Written instruction: Can you collect every line below that contains the string "skirt"? Match case exactly.

>> begin Stored rows

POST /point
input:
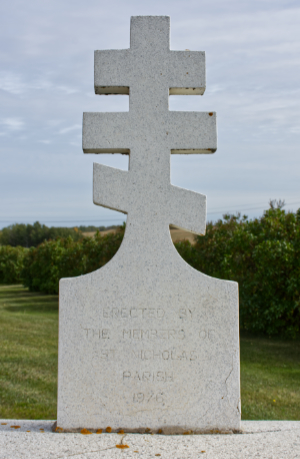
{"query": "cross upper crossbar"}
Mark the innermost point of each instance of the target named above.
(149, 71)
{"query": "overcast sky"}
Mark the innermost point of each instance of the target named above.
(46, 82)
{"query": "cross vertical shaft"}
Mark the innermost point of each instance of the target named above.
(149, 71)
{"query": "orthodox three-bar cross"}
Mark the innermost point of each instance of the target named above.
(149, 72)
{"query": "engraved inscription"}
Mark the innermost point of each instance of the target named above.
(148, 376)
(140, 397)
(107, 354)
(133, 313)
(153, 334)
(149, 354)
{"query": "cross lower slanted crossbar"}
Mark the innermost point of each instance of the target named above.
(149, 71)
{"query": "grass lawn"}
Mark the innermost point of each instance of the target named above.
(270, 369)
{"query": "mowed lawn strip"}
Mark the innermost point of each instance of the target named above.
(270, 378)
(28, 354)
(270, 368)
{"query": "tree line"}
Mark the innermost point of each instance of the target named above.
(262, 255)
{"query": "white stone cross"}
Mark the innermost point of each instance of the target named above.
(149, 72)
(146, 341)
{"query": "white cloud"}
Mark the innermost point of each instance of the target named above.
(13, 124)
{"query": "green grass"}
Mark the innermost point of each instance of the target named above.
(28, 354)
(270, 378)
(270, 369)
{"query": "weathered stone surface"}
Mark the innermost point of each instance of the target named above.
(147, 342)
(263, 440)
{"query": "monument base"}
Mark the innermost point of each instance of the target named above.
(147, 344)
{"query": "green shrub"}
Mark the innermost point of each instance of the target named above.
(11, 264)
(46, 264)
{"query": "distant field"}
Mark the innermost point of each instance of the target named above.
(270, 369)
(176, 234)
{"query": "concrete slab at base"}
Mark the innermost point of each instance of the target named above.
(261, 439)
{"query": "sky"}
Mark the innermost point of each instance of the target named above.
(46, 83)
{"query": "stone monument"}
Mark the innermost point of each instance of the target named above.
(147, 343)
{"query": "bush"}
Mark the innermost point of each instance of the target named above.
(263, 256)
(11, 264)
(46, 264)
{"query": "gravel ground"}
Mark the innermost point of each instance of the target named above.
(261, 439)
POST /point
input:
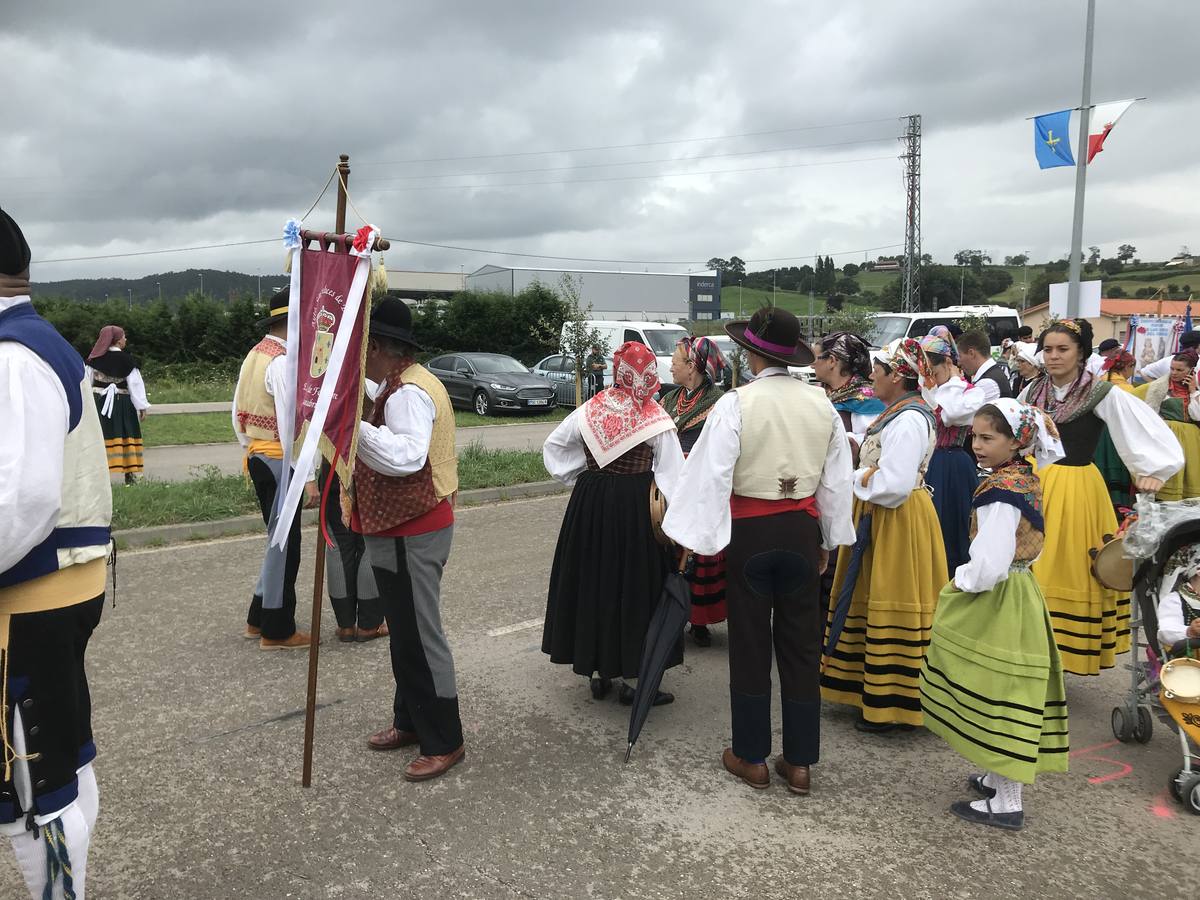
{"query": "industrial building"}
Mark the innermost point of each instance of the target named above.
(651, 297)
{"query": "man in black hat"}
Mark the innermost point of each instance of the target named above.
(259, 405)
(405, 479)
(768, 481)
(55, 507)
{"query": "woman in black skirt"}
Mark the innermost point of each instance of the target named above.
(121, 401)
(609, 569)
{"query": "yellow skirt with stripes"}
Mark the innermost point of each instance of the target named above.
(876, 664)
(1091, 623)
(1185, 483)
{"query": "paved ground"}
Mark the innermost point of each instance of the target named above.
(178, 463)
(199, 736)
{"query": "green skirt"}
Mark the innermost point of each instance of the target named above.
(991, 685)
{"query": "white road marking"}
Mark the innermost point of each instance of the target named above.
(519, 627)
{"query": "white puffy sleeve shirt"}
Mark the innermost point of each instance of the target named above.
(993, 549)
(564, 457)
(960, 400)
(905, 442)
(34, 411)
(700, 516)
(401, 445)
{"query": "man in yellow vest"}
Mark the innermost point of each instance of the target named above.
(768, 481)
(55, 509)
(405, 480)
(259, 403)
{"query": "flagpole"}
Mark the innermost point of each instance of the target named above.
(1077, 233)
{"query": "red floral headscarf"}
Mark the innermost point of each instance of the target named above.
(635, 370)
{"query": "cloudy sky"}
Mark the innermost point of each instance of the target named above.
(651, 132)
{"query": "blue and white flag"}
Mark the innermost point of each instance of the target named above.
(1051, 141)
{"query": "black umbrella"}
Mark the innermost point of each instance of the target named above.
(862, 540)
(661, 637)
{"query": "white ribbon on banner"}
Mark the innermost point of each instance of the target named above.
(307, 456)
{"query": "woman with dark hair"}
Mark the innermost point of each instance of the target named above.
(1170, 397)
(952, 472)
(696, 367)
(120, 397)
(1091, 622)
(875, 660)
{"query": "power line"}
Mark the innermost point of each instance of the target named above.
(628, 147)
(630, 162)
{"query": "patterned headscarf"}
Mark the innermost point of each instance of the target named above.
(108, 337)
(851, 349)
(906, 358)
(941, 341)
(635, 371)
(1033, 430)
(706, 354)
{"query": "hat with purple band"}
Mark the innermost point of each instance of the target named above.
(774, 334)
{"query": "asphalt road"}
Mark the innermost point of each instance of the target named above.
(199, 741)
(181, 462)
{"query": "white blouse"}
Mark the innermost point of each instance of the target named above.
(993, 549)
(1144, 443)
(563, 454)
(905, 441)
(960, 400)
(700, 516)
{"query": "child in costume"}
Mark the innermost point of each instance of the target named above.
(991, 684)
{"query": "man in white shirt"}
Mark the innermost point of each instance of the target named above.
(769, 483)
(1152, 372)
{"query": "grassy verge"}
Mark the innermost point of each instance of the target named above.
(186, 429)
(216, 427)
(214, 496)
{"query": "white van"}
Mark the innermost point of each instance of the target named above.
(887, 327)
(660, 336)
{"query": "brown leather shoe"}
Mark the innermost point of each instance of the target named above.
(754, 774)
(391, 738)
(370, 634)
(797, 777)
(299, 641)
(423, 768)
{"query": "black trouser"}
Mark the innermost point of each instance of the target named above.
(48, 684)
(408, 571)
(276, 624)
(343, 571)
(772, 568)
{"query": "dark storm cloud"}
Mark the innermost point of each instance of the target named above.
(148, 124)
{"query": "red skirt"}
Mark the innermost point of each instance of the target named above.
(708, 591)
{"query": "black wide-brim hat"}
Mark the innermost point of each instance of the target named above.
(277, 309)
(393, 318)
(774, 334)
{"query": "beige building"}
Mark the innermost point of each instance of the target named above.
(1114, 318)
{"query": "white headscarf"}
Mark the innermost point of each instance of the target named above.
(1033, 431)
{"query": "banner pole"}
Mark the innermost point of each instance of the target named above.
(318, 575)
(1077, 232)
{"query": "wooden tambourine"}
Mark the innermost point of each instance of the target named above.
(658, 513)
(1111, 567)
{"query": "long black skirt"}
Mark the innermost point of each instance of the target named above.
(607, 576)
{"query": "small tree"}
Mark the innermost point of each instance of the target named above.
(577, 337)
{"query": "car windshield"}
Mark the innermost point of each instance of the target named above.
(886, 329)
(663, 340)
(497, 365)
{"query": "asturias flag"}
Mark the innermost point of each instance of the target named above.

>> end Stored rows
>> begin Stored rows

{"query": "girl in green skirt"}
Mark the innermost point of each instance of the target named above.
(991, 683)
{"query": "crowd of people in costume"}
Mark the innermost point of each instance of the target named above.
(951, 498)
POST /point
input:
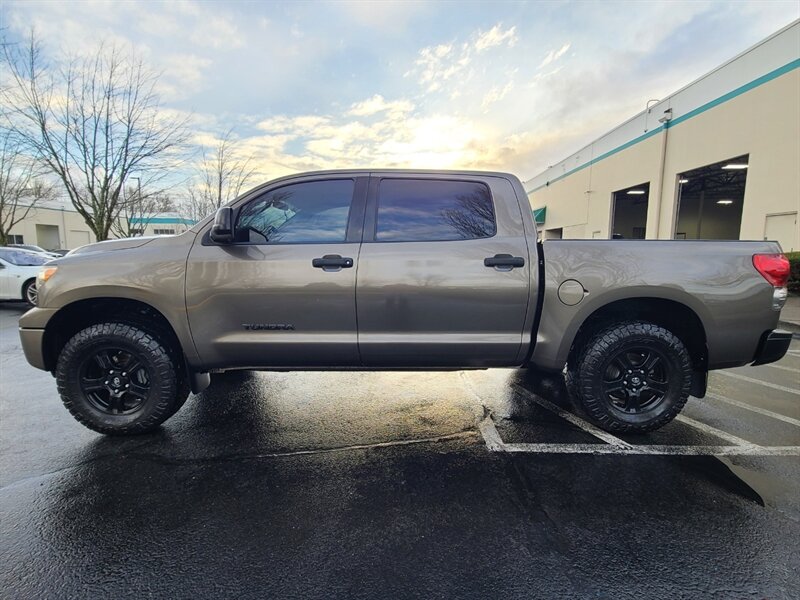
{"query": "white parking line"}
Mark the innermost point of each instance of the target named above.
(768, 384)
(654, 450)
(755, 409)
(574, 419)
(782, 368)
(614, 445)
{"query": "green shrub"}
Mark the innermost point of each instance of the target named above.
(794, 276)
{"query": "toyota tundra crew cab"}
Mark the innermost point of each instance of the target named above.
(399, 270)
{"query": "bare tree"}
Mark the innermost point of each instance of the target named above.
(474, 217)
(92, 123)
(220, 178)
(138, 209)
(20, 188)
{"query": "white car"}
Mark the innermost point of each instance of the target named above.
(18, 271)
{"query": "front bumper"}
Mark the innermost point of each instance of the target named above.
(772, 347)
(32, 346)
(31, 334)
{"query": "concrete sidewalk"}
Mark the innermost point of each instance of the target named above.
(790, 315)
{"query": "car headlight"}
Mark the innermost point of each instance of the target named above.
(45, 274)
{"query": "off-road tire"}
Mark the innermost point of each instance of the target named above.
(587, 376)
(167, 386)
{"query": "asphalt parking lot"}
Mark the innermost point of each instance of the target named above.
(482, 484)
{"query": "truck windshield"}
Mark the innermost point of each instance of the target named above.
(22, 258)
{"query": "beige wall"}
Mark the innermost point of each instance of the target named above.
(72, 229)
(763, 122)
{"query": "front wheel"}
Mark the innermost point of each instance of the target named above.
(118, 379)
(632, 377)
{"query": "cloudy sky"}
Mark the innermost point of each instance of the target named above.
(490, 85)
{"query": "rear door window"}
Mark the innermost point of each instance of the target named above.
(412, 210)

>> end Stored rows
>> begin Stored rows

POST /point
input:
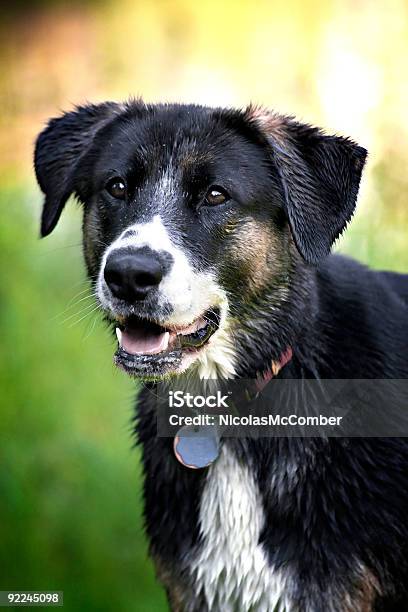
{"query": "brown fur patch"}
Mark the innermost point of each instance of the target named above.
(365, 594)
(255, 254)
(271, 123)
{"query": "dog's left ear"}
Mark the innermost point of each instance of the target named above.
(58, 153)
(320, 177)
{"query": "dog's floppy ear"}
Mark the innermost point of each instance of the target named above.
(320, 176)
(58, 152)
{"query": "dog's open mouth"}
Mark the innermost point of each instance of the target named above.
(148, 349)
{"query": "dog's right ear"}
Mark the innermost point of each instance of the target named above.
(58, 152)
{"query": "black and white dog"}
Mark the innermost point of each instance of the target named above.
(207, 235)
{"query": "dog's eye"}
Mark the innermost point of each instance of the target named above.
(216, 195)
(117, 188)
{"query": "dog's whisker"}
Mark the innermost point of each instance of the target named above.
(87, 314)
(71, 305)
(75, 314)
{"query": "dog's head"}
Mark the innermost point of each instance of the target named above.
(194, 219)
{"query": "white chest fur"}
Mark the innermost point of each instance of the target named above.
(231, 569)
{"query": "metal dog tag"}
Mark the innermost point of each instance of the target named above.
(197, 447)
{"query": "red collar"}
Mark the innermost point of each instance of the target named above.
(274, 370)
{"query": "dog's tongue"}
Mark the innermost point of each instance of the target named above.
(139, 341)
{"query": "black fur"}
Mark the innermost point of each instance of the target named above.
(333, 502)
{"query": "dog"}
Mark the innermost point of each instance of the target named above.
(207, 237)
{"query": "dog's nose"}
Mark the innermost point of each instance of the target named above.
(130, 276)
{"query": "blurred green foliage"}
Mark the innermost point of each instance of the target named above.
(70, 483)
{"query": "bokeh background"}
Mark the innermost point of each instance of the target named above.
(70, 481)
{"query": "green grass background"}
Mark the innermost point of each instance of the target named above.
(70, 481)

>> end Stored rows

Completed task:
{"query": "woman in black skirt"}
{"query": "yellow skirt with stripes"}
{"query": "green skirt"}
{"query": "red skirt"}
{"query": "long black skirt"}
{"query": "girl in green skirt"}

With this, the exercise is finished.